Job: Can you return only the stretch of the records from the line that contains "the mist, each" through the line that contains "column 181, row 181", copied word for word?

::::

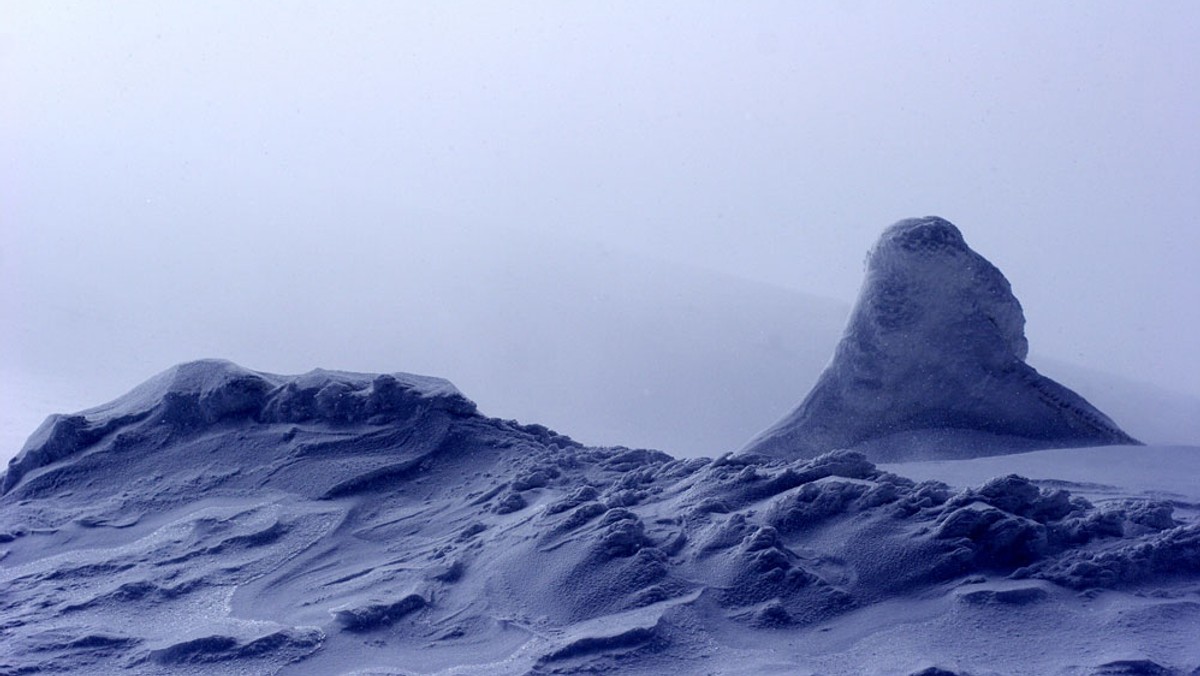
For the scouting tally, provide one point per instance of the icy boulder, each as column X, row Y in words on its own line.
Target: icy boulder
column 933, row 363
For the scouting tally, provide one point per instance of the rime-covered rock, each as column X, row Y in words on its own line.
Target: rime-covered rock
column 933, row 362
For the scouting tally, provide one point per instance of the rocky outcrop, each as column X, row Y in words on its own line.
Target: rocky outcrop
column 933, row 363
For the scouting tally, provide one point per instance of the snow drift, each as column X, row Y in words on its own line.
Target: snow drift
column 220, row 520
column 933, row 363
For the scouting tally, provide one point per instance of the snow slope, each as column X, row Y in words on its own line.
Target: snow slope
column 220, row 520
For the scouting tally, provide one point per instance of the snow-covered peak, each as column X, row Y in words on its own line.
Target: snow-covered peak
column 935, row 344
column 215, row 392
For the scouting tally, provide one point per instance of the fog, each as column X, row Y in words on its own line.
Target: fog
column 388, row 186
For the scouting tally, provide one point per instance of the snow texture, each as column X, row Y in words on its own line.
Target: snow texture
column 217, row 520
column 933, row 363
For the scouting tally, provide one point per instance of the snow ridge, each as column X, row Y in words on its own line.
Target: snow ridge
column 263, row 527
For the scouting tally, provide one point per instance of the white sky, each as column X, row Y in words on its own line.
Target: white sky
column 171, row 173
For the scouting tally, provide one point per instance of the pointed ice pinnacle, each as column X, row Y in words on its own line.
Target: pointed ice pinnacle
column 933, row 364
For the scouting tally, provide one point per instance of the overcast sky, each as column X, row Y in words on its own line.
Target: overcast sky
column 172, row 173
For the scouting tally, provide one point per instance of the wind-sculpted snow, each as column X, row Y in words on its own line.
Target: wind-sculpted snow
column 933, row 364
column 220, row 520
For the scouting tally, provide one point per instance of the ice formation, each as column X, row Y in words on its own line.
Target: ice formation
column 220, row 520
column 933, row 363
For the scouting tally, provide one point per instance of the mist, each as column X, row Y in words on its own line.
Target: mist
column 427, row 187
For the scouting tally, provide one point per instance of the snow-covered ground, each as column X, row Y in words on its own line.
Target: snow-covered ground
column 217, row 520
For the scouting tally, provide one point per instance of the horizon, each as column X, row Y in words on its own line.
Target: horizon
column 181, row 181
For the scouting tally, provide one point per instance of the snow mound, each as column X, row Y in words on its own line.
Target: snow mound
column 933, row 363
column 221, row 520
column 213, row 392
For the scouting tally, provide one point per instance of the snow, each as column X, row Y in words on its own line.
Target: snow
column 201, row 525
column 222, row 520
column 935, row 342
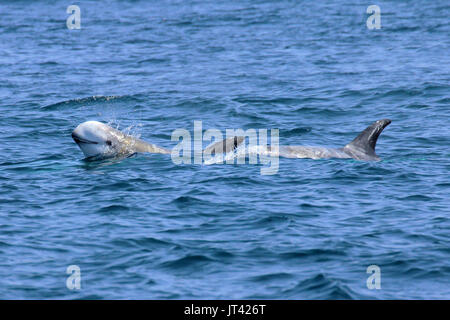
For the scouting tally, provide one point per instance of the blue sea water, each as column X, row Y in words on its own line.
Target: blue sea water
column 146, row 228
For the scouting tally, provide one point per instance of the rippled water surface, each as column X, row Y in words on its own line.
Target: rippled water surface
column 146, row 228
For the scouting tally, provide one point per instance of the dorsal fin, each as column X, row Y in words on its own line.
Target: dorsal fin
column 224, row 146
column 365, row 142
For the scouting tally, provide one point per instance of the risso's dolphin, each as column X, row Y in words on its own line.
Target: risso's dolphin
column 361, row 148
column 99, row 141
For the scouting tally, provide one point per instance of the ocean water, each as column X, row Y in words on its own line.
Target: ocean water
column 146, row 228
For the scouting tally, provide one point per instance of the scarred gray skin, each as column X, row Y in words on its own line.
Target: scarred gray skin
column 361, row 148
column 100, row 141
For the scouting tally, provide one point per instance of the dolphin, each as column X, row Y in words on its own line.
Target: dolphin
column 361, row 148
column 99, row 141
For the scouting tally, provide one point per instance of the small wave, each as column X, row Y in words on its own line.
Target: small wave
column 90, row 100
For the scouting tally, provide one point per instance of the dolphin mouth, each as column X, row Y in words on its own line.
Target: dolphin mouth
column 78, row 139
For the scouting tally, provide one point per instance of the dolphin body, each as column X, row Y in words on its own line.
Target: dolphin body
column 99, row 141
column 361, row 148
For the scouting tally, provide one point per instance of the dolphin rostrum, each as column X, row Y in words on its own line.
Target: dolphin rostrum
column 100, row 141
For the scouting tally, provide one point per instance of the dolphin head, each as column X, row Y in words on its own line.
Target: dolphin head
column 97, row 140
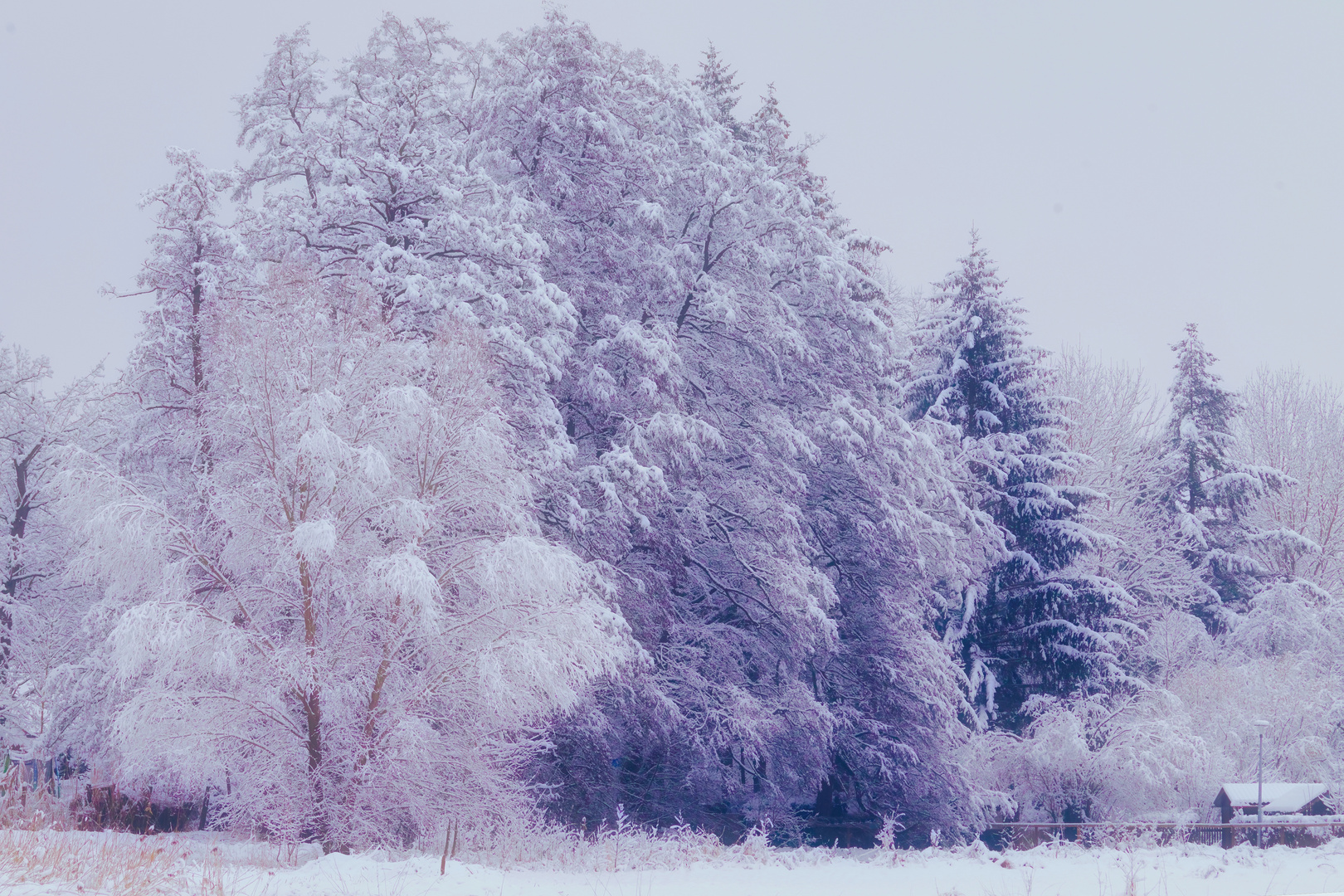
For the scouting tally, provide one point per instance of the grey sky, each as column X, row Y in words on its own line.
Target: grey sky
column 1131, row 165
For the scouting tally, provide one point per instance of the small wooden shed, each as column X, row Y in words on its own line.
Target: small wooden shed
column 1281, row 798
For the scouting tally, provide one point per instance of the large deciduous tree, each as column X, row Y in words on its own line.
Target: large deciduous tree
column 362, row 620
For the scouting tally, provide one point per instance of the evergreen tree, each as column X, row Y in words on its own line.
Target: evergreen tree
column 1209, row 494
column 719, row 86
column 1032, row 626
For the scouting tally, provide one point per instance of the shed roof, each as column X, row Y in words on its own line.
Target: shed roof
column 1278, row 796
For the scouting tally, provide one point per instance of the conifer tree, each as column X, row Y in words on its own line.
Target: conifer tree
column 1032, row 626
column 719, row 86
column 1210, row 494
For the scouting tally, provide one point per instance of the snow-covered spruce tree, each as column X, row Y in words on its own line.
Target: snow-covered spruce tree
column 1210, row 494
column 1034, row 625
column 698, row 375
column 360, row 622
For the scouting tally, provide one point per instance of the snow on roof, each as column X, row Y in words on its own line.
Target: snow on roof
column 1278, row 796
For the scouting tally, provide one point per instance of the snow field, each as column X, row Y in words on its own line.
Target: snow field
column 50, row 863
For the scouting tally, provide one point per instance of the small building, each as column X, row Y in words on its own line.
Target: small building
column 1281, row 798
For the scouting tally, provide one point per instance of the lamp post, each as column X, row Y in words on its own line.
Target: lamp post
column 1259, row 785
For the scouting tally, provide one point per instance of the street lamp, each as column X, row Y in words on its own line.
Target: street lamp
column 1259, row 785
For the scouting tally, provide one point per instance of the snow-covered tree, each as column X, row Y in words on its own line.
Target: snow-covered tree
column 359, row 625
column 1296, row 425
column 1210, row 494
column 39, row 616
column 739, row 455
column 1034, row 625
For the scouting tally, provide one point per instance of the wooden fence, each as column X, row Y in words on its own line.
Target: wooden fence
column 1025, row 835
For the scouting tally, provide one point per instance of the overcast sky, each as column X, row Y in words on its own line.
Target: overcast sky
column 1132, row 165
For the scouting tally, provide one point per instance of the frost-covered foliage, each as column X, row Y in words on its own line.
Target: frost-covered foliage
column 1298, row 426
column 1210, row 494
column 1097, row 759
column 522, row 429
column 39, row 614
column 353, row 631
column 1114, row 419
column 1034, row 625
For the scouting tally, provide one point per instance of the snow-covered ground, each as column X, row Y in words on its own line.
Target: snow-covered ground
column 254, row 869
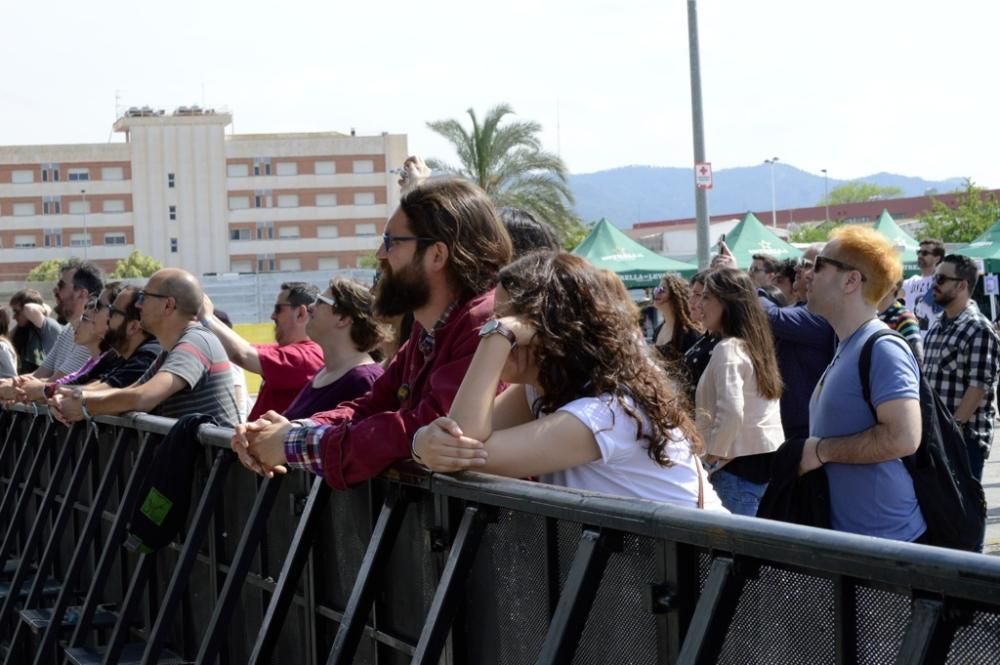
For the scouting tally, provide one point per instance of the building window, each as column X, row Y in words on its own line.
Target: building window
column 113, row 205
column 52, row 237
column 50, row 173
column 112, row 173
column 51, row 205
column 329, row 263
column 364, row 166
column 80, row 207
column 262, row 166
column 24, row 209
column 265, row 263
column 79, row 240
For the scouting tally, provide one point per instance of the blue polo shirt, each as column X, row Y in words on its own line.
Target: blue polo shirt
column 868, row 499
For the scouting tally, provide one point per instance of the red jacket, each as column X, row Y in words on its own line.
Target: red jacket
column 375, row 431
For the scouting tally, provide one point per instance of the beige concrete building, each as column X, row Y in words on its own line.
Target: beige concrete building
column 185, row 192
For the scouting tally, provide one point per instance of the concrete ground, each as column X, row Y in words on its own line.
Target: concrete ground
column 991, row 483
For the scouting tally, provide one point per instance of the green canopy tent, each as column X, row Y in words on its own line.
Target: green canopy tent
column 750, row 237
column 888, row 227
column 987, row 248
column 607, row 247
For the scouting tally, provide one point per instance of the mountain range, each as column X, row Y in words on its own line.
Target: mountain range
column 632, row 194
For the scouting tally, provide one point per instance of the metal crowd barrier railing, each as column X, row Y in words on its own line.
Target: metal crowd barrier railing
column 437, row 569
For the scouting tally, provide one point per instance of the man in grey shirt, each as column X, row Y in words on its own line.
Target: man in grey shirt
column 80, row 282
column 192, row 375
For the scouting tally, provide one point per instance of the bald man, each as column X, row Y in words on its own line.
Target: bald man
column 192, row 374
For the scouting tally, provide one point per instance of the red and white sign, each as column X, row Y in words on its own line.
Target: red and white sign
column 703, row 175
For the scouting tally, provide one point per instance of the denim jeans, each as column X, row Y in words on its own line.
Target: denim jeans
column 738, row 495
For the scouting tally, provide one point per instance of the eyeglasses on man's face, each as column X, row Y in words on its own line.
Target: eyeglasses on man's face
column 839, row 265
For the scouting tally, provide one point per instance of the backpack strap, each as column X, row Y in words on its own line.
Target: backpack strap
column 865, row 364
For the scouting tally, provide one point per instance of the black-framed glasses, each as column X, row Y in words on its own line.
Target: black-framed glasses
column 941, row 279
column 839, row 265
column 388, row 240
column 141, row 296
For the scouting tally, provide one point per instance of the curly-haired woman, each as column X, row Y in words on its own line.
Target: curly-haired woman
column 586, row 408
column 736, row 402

::::

Result for this task:
For the scouting tally, provide one point per instance of the mist, each as column X, row Y in words on its own line.
Target: mist
column 427, row 187
For the scouting tally, provide one point per instance of the snow-covered ground, each as column X, row Y in words on its own line.
Target: snow-covered ground
column 217, row 520
For the scouting tally, provide one point per instance of the horizon, each as column X, row Y in words on its own line.
Target: horizon
column 181, row 181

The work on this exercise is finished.